- Passage to read:
MR HUTLEY: Section 51(ii), your Honour. Structurally, the Acts have remained essentially the same between 1956 and the relevant dates; however, your Honours will note that from the reprint, section 4, most of the administration provisions associated with land tax have been centralised in the Taxation Administration Act 1996, although enforcement, valuation and the like procedures called for under the Land Tax Act have remained within that Act. Otherwise, the structure has remained essentially the same, that is, that the Rating Act imposes the tax and the Administration Act makes laws relating to the imposition of the tax, but not imposing the tax, and associated provisions which now no longer involve the administration, but involve enforcement, valuation and the like, as they did.
KIRBY J: That structure is for constitutional reasons?
MR HUTLEY: It is not constitutional reasons within the State. It is historical reasons because the States essentially adopted the form of the federal land tax scheme, which of course for constitutional reasons divided the equivalent Rating Act from the Assessment Act, and they were in effect carried over in substance in identical form.
KIRBY J: But maybe within the States there is a constitutional “Convention” ‑ ‑ ‑
MR HUTLEY: No, your Honour. No they do not have a ‑ ‑ ‑
KIRBY J: ‑ ‑ ‑relating to the role of the Upper Houses.
MR HUTLEY: No. Your Honour will see with respect to such things as stamp duties legislation, traditionally the administration and the taxing have been done in the same legislation. So the structure of these two pieces of legislation are essentially historical from the New South Wales point of view.
GLEESON CJ: Now, according to section 8:
Land tax shall be charged on land as owned at midnight on the thirty‑first day of December ‑ ‑ ‑
MR HUTLEY: Yes, your Honour.
GLEESON CJ: What is the meaning of that expression “land as owned at midnight on the thirty-first day of December”?
MR HUTLEY: That means in respect of a taxpayer, he or she pays tax for the subsequent year in respect of that land which he or she owns as at 31 December on the year immediately preceding that year.

(Point labeling items)
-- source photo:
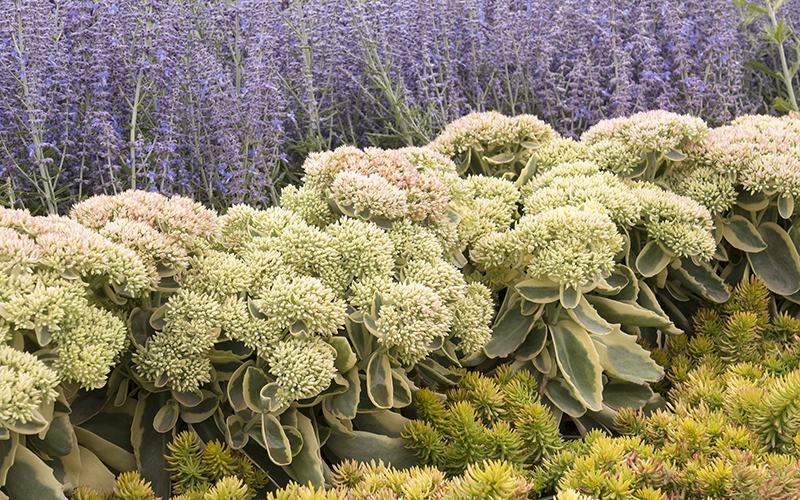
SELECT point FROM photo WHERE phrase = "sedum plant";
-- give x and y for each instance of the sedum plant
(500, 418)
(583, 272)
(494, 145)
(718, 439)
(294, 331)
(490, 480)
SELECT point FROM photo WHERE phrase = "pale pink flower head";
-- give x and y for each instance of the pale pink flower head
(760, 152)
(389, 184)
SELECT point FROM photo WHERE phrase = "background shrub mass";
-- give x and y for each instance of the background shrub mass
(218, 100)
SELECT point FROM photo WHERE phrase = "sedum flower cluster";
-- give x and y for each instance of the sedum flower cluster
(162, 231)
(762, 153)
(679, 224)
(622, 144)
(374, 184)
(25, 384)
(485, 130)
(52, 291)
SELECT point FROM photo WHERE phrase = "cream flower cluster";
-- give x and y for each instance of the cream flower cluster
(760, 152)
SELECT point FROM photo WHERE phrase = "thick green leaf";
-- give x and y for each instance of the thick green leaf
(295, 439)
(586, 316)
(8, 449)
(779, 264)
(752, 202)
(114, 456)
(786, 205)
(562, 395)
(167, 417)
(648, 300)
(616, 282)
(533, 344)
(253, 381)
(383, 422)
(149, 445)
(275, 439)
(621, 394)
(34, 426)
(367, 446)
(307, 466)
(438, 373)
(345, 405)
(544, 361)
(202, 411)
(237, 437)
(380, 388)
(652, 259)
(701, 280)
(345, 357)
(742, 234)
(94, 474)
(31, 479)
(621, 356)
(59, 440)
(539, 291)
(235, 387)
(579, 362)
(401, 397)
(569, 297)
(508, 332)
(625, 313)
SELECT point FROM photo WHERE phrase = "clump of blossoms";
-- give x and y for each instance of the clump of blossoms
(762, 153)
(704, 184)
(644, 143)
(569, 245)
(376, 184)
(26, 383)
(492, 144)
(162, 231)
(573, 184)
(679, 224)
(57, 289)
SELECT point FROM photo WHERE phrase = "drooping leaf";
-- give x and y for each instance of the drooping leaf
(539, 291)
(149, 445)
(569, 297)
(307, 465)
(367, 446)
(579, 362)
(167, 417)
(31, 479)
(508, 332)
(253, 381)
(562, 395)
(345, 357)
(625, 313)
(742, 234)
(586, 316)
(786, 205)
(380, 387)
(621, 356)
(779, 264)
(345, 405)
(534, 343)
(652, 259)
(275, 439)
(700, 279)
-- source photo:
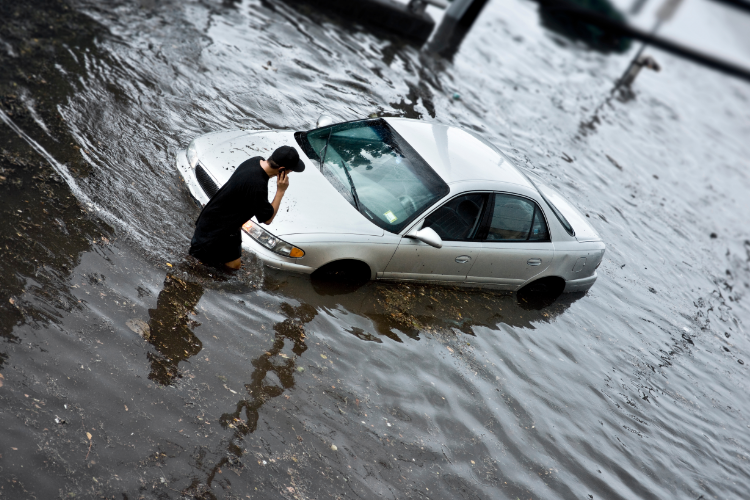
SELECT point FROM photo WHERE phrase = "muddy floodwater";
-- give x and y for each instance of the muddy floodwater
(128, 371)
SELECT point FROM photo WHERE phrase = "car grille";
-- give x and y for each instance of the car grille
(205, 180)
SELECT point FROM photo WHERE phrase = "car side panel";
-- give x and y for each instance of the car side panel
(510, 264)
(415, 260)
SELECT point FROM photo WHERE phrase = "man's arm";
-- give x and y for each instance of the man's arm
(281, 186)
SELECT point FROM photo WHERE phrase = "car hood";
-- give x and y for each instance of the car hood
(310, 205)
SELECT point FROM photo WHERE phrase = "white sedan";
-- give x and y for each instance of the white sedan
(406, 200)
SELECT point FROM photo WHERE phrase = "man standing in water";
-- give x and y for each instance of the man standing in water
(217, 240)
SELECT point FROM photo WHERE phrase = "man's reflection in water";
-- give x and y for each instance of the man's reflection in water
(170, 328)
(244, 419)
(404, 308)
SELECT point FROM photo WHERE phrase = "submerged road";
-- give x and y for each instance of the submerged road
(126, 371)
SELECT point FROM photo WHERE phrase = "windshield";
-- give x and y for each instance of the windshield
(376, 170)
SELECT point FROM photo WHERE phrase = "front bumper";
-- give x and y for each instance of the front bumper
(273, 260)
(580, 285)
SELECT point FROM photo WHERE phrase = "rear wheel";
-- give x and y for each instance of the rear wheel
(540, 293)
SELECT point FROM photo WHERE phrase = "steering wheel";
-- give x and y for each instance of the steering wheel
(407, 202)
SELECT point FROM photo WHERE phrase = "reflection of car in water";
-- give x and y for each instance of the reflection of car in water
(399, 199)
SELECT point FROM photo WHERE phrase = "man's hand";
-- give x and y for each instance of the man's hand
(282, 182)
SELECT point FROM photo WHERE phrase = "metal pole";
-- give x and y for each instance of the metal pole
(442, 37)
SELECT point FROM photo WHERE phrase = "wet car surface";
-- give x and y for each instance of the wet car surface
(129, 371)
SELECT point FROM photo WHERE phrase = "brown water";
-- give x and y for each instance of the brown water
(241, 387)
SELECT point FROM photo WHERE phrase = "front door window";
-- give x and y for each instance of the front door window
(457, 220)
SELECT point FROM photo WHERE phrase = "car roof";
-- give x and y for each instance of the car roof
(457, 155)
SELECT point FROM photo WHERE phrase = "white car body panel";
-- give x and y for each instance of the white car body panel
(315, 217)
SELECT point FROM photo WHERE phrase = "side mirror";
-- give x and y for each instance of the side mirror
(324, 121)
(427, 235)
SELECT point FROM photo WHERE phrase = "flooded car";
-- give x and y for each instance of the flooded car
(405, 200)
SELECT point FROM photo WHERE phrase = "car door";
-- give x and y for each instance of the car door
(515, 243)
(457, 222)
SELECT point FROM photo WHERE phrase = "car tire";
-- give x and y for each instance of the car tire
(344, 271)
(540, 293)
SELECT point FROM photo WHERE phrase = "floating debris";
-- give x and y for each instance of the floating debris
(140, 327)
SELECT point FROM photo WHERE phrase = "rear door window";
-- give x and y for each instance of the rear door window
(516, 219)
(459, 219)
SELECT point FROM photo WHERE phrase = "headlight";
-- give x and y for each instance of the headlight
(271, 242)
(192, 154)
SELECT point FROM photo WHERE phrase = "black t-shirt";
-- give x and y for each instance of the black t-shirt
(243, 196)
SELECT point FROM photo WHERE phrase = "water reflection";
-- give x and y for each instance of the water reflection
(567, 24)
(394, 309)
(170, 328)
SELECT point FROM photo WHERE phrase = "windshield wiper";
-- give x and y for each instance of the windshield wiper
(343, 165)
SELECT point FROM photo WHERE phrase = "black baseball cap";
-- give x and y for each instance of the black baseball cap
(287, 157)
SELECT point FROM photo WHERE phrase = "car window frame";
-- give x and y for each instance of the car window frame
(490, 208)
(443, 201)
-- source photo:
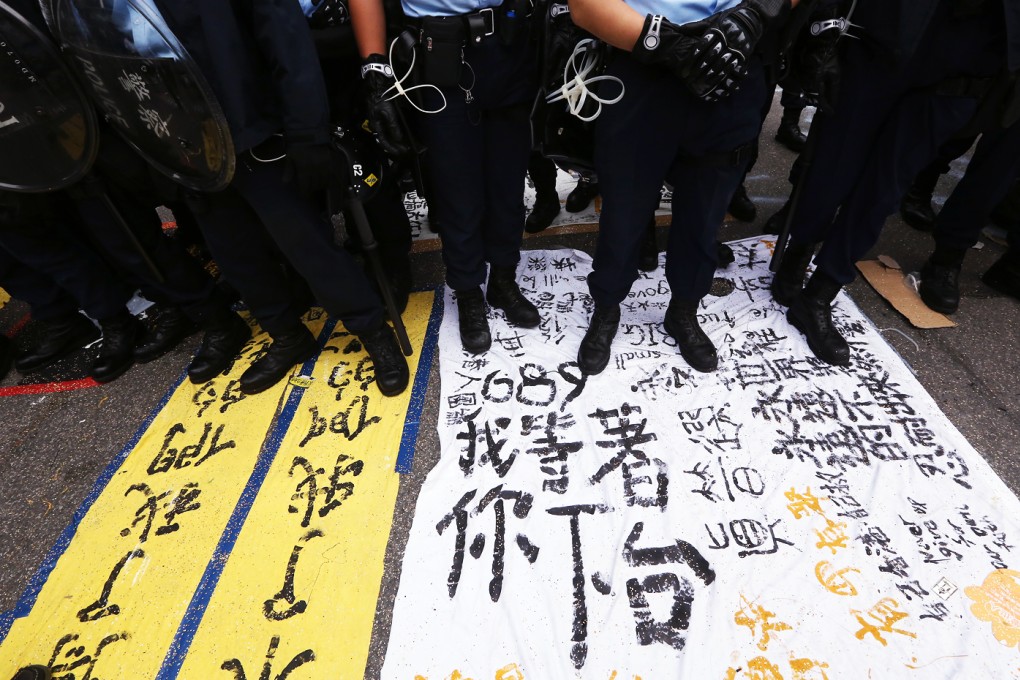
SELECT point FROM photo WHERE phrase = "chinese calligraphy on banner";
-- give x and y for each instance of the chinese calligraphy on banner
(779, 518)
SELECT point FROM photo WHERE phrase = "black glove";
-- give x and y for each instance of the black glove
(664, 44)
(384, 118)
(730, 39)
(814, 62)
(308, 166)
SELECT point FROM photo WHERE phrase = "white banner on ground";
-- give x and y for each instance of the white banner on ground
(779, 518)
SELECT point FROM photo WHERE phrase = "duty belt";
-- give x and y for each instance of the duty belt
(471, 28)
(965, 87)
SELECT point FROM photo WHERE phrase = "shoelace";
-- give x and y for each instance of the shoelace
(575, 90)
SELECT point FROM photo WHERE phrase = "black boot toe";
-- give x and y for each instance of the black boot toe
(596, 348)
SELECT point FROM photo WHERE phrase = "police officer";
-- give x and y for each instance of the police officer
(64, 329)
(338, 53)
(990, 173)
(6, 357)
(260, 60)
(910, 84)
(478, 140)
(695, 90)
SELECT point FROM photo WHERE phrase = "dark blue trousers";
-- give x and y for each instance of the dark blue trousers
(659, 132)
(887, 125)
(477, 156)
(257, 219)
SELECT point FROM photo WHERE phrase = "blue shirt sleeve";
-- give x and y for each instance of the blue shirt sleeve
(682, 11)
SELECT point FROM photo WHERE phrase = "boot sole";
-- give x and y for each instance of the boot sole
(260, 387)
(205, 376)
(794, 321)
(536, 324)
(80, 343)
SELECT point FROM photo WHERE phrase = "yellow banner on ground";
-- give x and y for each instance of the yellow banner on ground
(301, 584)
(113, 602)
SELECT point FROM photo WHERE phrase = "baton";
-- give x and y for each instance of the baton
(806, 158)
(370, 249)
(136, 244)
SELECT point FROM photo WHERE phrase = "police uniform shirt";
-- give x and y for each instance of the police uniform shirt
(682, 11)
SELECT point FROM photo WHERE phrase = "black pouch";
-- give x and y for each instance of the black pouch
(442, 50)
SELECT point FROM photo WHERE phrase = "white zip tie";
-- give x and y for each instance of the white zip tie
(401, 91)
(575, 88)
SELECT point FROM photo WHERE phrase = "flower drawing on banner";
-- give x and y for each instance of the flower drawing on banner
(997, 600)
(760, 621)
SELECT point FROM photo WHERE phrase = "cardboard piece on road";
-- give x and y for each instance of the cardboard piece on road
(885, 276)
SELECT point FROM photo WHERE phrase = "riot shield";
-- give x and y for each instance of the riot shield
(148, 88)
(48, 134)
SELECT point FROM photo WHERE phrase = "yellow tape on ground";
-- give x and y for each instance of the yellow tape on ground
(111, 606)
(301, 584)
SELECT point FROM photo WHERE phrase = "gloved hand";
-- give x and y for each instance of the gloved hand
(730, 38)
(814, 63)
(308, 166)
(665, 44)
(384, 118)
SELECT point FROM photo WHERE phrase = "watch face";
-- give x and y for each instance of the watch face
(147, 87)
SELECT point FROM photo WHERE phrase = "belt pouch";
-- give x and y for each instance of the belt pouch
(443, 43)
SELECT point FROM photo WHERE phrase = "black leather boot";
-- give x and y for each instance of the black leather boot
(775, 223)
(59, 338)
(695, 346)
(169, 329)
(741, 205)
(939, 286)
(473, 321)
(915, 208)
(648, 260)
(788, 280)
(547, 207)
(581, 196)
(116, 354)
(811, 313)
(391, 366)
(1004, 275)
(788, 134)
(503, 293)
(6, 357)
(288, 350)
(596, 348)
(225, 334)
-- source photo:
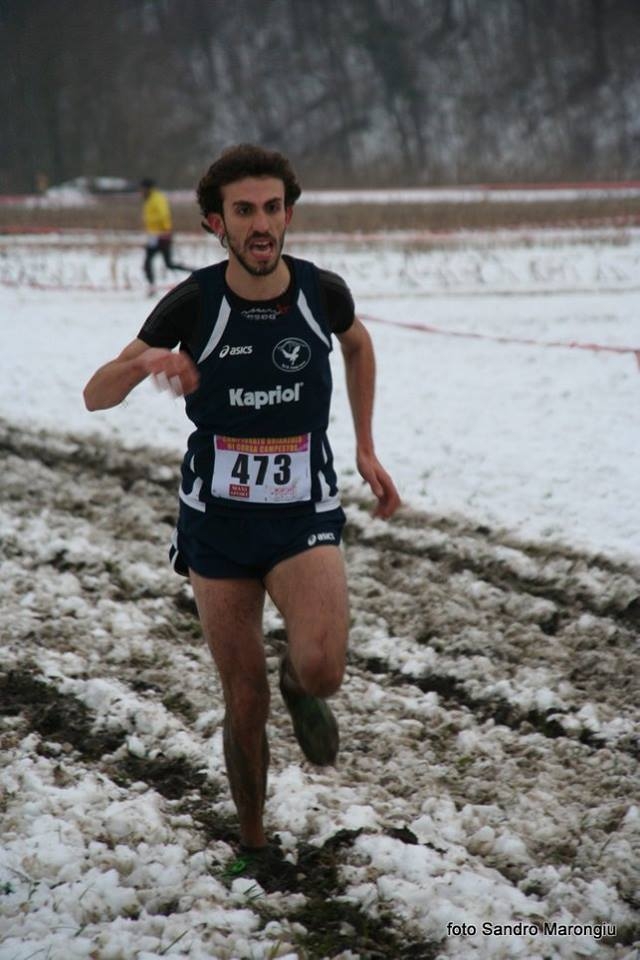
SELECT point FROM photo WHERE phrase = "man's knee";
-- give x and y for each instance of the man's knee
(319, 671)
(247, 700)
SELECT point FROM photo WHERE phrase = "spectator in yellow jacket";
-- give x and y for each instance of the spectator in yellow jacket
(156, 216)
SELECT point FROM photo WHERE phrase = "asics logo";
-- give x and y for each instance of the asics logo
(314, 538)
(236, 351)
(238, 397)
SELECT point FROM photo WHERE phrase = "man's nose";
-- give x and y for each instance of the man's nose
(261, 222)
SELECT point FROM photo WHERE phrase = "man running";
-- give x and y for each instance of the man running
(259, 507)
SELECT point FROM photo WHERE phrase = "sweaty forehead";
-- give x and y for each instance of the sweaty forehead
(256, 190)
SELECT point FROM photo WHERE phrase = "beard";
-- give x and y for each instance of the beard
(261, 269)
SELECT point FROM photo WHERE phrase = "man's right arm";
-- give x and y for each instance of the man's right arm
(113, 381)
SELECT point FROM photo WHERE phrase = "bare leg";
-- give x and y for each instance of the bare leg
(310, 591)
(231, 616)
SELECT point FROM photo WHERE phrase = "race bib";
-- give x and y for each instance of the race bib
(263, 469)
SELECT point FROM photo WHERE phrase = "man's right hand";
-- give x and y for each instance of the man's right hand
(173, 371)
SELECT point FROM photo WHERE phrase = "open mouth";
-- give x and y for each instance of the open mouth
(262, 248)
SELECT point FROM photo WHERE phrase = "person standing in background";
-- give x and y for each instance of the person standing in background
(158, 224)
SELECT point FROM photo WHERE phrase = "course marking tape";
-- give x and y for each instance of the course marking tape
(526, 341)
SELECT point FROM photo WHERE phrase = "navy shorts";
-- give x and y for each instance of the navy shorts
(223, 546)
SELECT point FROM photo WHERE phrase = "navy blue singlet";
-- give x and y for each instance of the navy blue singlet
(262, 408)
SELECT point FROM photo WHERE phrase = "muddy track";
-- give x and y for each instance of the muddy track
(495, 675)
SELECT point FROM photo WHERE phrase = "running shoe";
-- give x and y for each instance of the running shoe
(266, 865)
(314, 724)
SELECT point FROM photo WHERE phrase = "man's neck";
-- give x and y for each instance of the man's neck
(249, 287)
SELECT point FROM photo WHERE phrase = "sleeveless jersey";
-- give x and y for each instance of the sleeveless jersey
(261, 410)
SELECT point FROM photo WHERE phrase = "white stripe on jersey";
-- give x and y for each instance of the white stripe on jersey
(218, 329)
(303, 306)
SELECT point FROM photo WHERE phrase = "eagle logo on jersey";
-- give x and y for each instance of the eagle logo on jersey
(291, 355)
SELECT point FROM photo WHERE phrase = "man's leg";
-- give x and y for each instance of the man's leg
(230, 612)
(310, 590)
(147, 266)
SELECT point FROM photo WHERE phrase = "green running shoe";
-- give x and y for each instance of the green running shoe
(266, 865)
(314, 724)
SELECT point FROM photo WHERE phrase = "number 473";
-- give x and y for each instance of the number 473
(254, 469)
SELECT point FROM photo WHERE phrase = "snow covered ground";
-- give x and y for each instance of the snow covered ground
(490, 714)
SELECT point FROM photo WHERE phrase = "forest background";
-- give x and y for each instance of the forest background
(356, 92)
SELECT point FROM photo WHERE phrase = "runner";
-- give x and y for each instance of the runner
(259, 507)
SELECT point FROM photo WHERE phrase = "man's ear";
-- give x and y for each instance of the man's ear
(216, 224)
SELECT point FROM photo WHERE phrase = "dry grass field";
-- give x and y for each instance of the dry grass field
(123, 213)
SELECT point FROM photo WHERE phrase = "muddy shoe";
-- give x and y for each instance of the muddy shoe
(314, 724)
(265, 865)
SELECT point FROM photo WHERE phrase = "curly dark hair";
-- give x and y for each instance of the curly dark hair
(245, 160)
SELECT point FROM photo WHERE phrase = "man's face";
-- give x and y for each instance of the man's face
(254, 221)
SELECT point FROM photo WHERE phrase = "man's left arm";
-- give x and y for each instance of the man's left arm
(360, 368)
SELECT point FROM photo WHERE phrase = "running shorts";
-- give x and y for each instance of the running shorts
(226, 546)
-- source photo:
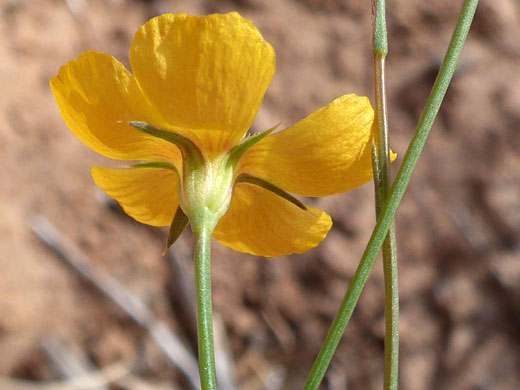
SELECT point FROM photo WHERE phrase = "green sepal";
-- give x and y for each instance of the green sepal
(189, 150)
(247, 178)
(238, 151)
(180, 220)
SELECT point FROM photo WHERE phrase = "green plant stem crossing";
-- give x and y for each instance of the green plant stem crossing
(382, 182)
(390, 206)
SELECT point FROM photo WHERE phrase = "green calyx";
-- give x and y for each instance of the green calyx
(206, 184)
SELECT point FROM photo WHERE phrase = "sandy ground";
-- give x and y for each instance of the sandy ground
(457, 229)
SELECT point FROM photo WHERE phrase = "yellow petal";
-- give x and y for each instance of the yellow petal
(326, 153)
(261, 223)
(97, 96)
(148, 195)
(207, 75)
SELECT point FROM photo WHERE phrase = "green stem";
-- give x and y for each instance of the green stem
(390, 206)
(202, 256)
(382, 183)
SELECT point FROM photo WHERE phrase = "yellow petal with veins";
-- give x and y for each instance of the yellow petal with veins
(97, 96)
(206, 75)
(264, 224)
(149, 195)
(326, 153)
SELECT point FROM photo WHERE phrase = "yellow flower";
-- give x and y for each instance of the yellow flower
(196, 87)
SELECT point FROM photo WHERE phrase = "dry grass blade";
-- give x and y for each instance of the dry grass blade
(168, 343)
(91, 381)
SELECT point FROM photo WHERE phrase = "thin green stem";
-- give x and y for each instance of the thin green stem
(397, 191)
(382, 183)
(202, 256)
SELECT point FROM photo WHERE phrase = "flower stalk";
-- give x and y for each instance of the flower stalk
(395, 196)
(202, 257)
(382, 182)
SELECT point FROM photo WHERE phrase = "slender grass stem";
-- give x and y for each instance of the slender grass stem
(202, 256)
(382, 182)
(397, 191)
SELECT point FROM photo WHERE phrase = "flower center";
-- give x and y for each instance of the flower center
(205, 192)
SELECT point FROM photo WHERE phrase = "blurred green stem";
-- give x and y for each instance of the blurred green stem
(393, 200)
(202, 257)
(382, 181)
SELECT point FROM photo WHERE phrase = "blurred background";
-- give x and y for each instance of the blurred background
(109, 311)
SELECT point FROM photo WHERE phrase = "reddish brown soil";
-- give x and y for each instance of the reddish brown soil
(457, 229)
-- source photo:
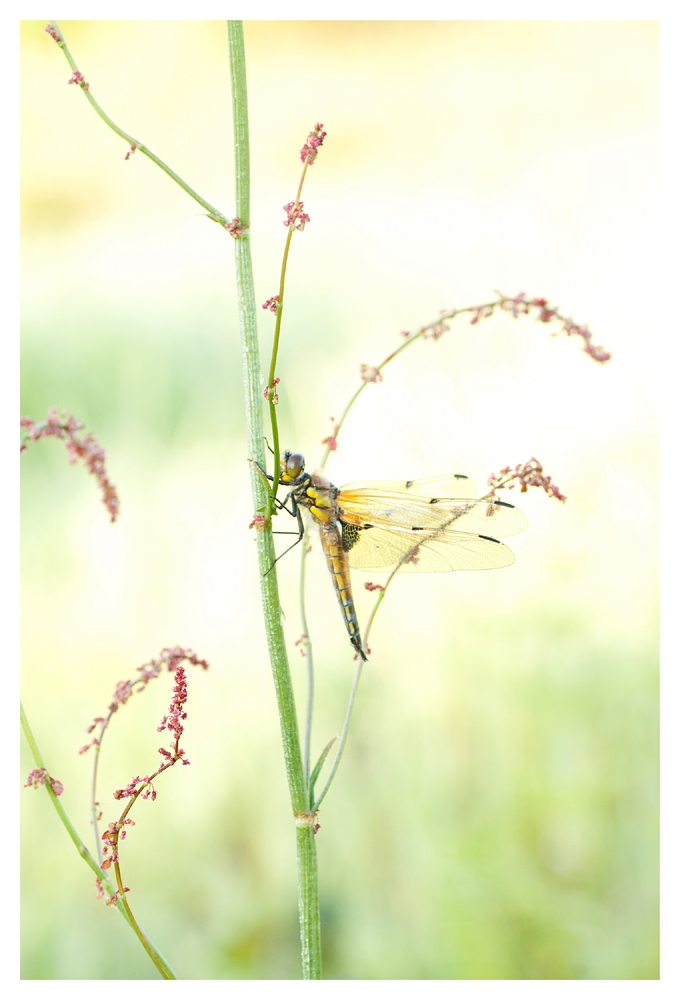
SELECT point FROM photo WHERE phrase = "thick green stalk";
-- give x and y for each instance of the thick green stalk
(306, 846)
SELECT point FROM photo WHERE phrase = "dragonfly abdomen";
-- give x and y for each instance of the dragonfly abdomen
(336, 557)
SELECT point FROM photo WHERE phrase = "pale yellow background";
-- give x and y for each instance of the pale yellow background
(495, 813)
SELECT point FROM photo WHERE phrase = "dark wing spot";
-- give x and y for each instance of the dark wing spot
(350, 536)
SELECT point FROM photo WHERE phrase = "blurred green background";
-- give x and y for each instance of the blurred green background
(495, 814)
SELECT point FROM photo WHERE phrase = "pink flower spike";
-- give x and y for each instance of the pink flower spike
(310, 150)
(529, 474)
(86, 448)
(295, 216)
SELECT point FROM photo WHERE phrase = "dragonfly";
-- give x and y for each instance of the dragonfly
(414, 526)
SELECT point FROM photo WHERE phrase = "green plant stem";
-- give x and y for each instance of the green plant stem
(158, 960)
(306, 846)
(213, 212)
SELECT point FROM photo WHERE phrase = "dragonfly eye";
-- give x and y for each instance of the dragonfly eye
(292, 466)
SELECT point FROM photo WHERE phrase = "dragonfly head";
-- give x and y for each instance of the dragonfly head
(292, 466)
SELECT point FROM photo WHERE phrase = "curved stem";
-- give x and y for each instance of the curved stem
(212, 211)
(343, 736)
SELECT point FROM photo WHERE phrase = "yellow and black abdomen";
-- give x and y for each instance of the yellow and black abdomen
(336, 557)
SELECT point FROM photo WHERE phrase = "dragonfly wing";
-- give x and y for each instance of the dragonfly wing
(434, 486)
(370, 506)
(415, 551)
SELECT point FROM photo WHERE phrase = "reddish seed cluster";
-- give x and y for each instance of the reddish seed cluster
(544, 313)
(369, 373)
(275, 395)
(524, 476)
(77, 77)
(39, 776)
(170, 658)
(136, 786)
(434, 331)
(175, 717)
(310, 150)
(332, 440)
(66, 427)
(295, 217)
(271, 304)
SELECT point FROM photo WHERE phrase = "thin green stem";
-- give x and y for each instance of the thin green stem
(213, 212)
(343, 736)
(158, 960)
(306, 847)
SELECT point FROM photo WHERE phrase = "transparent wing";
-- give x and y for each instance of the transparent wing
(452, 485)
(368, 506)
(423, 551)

- Exercise 1:
Decide whether each of the following statements agrees with the land tax hearing transcript: (a) most of the administration provisions for land tax now sit in the Taxation Administration Act 1996; (b) the land tax legislation in New South Wales is split into two Acts for constitutional reasons within the State; (c) stamp duties legislation has traditionally placed administration and taxing in separate Acts. For each one, answer yes or no and quote the words of the transcript that settle it.
- Exercise 2:
Carry on the land tax hearing transcript, starting right after its final sentence.

- Task result 1:
(a) Yes: "most of the administration provisions associated with land tax have been centralised in the Taxation Administration Act 1996"
(b) No: "It is not constitutional reasons within the State. It is historical reasons"
(c) No: "traditionally the administration and the taxing have been done in the same legislation"

- Task result 2:
GLEESON CJ: But you have to identify the ownership in which the land is held at midnight on 31 December to work out whether the land is subject to tax.
MR HUTLEY: Quite. Yes, your Honour. If your Honour goes back to the definition of “owner” – and “owned” is given a corresponding meaning to owner – one has to find, as at midnight on 31 December some person who is in a relation to the land which satisfies one of the characteristics which constitute ownership. That, of course, can be a multiplicity of persons in respect of the same piece of property.
KIRBY J: Yes, but it is a dual notion. It is owned by taxpayers, and that is a composite idea, and the Commonwealth cannot be a taxpayer.
MR HUTLEY: Yes, I accept that, your Honour.
KIRBY J: So the composite idea cannot, could not, never did, never could, apply to the Commonwealth.
MR HUTLEY: I accept that, your Honour. It did not apply to the Commonwealth. Whether they had attempted to or not does not really matter, but they did not, because section 114 would have rendered any attempt futile. To turn to section 7 and 8, it says:
(1) Land tax at such rates as may be fixed by any Act is to be levied and paid on the land value of all land situated in New South Wales which is owned by taxpayers (other than land which is exempt from taxation under this Act).
(2) The land value –
and then it determines the land value. Then it says:
Date of ownership for purposes of land tax
Land tax shall be charged on land as owned at midnight on the thirty‑first day of December immediately preceding the year for which the land tax is levied.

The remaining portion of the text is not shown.